▸ **Aim**: Quote the records word for word, starting at the line that contains "Expected: one dot placed on each instance of the drawer" and ending at the line that contains "point(182, 328)", including both of those lines.

↓↓↓

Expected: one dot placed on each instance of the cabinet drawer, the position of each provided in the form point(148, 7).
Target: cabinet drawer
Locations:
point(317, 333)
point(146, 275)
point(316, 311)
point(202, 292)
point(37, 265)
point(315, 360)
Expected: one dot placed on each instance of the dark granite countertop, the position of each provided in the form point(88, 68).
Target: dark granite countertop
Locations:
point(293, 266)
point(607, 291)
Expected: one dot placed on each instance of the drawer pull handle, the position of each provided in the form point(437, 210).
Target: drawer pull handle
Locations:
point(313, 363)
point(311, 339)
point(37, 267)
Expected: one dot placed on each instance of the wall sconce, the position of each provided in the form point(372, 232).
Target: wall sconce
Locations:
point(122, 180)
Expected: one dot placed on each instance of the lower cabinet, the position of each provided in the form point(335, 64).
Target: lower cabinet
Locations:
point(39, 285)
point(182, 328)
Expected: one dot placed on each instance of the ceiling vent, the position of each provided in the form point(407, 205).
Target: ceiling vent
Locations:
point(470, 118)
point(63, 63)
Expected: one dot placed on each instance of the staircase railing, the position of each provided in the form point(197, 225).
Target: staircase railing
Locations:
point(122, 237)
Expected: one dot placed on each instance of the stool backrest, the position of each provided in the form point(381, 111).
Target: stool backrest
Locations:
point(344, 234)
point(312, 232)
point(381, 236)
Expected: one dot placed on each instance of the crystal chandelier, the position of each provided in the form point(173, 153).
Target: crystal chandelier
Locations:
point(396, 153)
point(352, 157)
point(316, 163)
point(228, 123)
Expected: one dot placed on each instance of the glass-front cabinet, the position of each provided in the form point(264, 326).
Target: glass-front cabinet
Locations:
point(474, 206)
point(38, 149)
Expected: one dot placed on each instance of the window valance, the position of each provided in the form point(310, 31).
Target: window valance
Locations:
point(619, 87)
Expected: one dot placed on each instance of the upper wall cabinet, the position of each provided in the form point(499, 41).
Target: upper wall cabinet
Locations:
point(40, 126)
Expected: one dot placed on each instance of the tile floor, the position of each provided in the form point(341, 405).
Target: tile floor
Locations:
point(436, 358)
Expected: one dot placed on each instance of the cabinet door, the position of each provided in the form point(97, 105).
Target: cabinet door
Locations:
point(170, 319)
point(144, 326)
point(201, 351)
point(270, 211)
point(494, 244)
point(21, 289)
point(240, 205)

↑↑↑

▸ **Result**:
Expected: one dot placed on each instance of the drawer pull handle, the position of each provided in the form point(437, 210).
Target: drawer pull handle
Locations:
point(313, 363)
point(311, 339)
point(37, 267)
Expected: one dot placed on each instance of the wall sconce, the position of each provided in the form point(372, 232).
Target: wall sconce
Locations:
point(122, 180)
Expected: one dot placed on each instance of the lower cabinet, the position of each provided in the form point(335, 64).
Target: lower cabinet
Locations:
point(39, 285)
point(182, 328)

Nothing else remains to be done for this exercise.